EXTRACTED DATA –
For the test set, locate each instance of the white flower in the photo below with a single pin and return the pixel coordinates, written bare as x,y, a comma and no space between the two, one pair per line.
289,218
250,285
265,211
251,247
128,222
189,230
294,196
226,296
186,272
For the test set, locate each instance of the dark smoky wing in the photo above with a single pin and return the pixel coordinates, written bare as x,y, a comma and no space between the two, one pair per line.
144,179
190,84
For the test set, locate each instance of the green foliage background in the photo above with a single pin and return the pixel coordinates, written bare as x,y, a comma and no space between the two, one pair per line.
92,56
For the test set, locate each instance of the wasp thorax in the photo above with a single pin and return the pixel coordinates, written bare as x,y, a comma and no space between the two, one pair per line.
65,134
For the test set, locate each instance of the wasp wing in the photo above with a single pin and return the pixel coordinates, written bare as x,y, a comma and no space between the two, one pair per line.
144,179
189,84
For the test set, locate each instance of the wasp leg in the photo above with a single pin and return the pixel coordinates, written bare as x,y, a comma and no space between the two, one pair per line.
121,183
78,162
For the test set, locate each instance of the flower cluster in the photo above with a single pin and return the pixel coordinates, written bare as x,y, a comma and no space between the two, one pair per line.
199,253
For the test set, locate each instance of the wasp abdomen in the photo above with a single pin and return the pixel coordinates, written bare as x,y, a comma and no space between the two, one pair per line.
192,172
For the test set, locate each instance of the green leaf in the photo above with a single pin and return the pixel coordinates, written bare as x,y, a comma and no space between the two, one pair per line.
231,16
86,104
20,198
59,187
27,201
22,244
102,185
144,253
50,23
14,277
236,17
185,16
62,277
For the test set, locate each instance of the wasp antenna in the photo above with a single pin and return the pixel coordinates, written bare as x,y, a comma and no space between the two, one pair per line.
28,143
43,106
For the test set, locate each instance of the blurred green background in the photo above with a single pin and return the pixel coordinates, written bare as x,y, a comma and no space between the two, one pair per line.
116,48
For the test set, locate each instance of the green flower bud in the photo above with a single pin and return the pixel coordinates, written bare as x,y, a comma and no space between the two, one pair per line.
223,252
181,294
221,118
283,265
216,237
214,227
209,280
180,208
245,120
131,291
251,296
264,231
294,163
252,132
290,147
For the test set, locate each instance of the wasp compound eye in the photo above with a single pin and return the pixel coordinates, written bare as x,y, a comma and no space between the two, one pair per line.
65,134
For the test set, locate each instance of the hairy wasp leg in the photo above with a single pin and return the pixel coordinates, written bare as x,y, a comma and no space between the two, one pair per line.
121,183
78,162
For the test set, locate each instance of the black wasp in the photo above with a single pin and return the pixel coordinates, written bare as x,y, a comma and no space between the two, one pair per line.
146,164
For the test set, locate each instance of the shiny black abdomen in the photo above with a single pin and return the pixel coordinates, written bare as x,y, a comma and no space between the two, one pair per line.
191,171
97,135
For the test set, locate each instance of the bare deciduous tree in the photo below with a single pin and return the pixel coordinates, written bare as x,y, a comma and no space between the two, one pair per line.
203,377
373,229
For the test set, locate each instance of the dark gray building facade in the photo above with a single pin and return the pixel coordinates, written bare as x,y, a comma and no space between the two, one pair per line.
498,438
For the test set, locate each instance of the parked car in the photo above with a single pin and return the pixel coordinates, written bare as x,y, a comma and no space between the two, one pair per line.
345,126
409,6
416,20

BRIEF – Copy out the material above in its entirety. Every detail must match.

FINISHED TASK –
For the test set, locate each instance of the white flower in the photo below with a single pin and return the pixel coordinates, written bare as x,y, a comma and no space between the two, one pair per line.
289,218
250,285
265,211
251,247
128,222
189,230
294,196
226,296
186,272
For the test set, locate each instance of the dark smoky wing in the photo above with a single pin and return the pixel coordinates, written bare as x,y, a comma and no space between the two, one pair per line.
144,179
190,84
For the test set, locate each instance of the green foliage background in the photo above with a single pin and return the pixel coordinates, written bare as x,y, a comma and no space between the two, one pair per line.
92,56
For the test set, locate each instance of the wasp thorax in the photo above with a single pin and return the pixel coordinates, written bare as x,y, a comma and no space between the two, one pair per line.
65,134
For the test set, locate each instance of the wasp wing in the photo above with a single pin and return the pixel coordinates, written bare as x,y, a comma and no space between the two, one pair per line.
144,179
189,84
For the test set, locate each instance of the wasp leg in the photo above with a single pin and return the pixel coordinates, written bare as x,y, a comma and no space between the two, one pair per line.
121,183
78,162
For the test set, locate each instance of the flower cluster in the photo above with a single pin and return the pixel coordinates, written bare as x,y, a comma and no space between the two, one pair per line.
199,253
For the test set, locate each instance of the wasp abdomen in the photo above with a single pin and return the pixel coordinates, written bare as x,y, a comma and no space between the two, one pair per line.
192,172
For the test set, locate each instance of the green leaf in the photo above with a single pin and return the pixel coordinates, written bare as x,y, a comma and no space between the two, one pair per line.
231,16
86,104
20,198
59,187
27,201
22,244
102,185
144,253
50,23
14,277
236,17
185,16
62,277
For the test set, locate each instance of the wasp antenna in the photo above with a single pin and return the pixel coordinates, written bare as x,y, a comma and no space between the two, one pair per line.
28,143
43,106
For the test set, locate each instance of the blurred green background in the photo above with a single pin and return the pixel coordinates, written bare as x,y, a comma and no space between the two, one pair per line.
116,48
For the test set, locate each instance of the green flower bud in the photo above with a single pin and return the pixel coordinates, written bare as x,y, a comma and no space between the two, one pair per line.
223,252
181,294
221,118
283,265
216,237
214,227
209,280
180,208
245,120
131,291
251,296
264,231
294,163
252,132
290,147
For the test set, locate each instance of the wasp compound eye in the photo above with a single pin and return the pixel coordinates, written bare as x,y, a comma and no space between the two, one pair per line.
65,134
For the test set, locate each instance of the hairy wasp leg in the photo above with a single pin and return the pixel coordinates, written bare as x,y, a comma and no space between the two, one pair per line.
121,183
78,162
For the test set, locate each instance of the black wasp in the photo above with a single pin and return the pixel coordinates, written bare as x,y, a comma and no space between the two, one pair per line.
146,164
For the test set, locate each instance of the shiny black abdomen in the photo above with a single pin and return the pixel coordinates, written bare as x,y, a comma and no space between the two, one pair per line.
191,171
97,135
For the test set, locate each instance of the bare deciduous tree in the photo below with a single pin and return the pixel coordinates, written bare as x,y, a comma and no space between the two, one pair per line.
203,377
373,229
For the test set, locate each instance of the dark gray building facade in the photo above with a single pin and return the pixel coordinates, written bare as x,y, a comma and no space between the two, one pair per line.
498,438
For the test set, locate each instance of the parked car in the photo above with a single pin and return the pixel coordinates, written bare as x,y, a comma and no space between the two, one pair per line.
345,126
409,6
416,20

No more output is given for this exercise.